--- Start of Text to read ---

Final
- Champions: Marcel Granollers Horacio Zeballos
- Runners-up: Rohan Bopanna Matthew Ebden
- Score: 5–7, 6–2, [10–7]

Details
- Draw: 32 (3 WC )
- Seeds: 8

Events
| Singles | Doubles |
- ← 2019 · Shanghai Masters · 2024 →

= 2023 Rolex Shanghai Masters – Doubles =

Marcel Granollers and Horacio Zeballos defeated Rohan Bopanna and Matthew Ebden in the final, 5–7, 6–2, [10–7] to win the doubles tennis title at the 2023 Shanghai Masters.

Mate Pavić and Bruno Soares were the reigning champions from when the event was last held in 2019, but Soares had since retired from professional tennis, and Pavić chose not to participate this year.

--- End of Text to read ---
--- Start of Information supplied ---

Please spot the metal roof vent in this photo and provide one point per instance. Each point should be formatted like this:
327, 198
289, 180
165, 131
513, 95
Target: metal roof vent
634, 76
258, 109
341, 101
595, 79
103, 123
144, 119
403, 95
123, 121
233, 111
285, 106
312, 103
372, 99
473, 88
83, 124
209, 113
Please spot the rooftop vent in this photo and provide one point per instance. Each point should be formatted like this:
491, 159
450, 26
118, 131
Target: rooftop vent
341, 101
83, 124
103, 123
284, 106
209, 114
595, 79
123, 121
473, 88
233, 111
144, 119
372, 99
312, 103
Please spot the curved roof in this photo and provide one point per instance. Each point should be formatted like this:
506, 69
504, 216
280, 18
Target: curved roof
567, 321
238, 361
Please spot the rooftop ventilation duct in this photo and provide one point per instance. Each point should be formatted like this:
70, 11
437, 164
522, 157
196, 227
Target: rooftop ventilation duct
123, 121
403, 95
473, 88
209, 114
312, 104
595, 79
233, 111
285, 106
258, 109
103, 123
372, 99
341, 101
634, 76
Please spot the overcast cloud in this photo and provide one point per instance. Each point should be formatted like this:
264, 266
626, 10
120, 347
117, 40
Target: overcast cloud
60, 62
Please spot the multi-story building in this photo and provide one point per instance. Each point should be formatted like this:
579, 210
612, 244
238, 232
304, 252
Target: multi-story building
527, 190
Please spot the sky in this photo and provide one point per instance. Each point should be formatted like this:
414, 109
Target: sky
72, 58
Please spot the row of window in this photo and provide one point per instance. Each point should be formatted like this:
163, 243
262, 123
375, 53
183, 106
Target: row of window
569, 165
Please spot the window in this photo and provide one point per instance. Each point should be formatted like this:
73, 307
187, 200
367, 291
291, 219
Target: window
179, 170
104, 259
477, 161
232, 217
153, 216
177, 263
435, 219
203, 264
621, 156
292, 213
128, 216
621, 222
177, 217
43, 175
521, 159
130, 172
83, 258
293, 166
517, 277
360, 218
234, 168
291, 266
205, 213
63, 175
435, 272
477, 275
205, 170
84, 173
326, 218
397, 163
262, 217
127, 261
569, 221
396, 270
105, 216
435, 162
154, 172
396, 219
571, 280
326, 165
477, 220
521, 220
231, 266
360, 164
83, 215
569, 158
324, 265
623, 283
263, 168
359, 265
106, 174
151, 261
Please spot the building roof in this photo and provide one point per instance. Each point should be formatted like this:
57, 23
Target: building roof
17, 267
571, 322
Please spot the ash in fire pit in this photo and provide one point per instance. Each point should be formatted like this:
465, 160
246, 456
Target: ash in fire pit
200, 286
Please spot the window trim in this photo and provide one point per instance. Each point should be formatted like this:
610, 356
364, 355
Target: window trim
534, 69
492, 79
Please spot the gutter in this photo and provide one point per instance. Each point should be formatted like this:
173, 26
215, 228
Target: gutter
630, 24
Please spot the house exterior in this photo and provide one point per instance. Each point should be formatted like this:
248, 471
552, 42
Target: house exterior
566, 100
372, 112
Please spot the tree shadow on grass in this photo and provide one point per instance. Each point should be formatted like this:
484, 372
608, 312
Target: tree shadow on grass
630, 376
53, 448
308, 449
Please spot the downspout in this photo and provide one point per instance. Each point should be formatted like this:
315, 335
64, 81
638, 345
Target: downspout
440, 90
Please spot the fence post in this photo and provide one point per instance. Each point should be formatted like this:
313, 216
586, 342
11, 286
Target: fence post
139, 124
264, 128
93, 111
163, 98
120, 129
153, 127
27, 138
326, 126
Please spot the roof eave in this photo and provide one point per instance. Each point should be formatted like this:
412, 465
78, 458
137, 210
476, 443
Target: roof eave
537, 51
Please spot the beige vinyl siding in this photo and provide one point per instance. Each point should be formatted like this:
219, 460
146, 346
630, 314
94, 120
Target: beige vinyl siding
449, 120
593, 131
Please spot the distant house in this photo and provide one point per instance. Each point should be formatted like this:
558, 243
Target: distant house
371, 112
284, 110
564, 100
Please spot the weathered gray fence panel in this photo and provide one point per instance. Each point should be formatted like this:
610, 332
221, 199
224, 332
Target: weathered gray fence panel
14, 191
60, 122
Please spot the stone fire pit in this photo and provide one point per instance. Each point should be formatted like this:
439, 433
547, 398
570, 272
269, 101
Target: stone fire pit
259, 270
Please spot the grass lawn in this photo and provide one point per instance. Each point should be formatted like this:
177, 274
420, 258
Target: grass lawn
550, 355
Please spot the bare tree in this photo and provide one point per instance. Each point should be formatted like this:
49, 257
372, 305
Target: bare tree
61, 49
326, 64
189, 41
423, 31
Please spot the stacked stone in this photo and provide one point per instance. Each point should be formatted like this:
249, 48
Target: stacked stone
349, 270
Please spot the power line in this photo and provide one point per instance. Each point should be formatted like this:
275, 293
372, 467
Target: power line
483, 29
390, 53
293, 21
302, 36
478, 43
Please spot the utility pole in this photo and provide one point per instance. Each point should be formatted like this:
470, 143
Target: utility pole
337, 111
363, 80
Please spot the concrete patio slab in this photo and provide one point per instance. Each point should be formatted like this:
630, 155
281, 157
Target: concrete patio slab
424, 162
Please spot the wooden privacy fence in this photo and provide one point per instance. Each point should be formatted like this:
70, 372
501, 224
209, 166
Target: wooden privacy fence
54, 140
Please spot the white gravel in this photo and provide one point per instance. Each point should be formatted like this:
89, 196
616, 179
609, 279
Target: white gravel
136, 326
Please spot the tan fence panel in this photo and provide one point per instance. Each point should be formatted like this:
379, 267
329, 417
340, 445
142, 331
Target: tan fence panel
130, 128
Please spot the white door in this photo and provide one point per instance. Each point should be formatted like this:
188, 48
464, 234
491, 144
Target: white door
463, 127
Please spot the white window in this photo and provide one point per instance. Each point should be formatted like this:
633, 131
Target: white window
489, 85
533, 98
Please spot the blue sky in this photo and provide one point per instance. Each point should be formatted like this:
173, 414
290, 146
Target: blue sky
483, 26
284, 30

--- End of Information supplied ---

[Tasks]
1. Going by the text on the 2023 Shanghai Masters doubles event, list every player it names.
2. Write the next part of the text on the 2023 Shanghai Masters doubles event, starting after its final sentence.

[Exercise results]
1.
Marcel Granollers
Horacio Zeballos
Rohan Bopanna
Matthew Ebden
Mate Pavić
Bruno Soares

2.
Austin Krajicek and Wesley Koolhof were in contention for the ATP No. 1 doubles ranking at the beginning of the tournament. Krajicek retained the top ranking after Koolhof lost in the quarterfinals.

==Seeds==

1. CRO Ivan Dodig / USA Austin Krajicek (first round)
2. NED Wesley Koolhof / GBR Neal Skupski (quarterfinals)
3. USA Rajeev Ram / GBR Joe Salisbury (second round)
4. IND Rohan Bopanna / AUS Matthew Ebden (final)
5. ARG Máximo González / ARG Andrés Molteni (quarterfinals)
6. MEX Santiago González / FRA Édouard Roger-Vasselin (second round)
7. ESP Marcel Granollers / ARG Horacio Zeballos (champions)
8. ESA Marcelo Arévalo / NED Jean-Julien Rojer (quarterfinals)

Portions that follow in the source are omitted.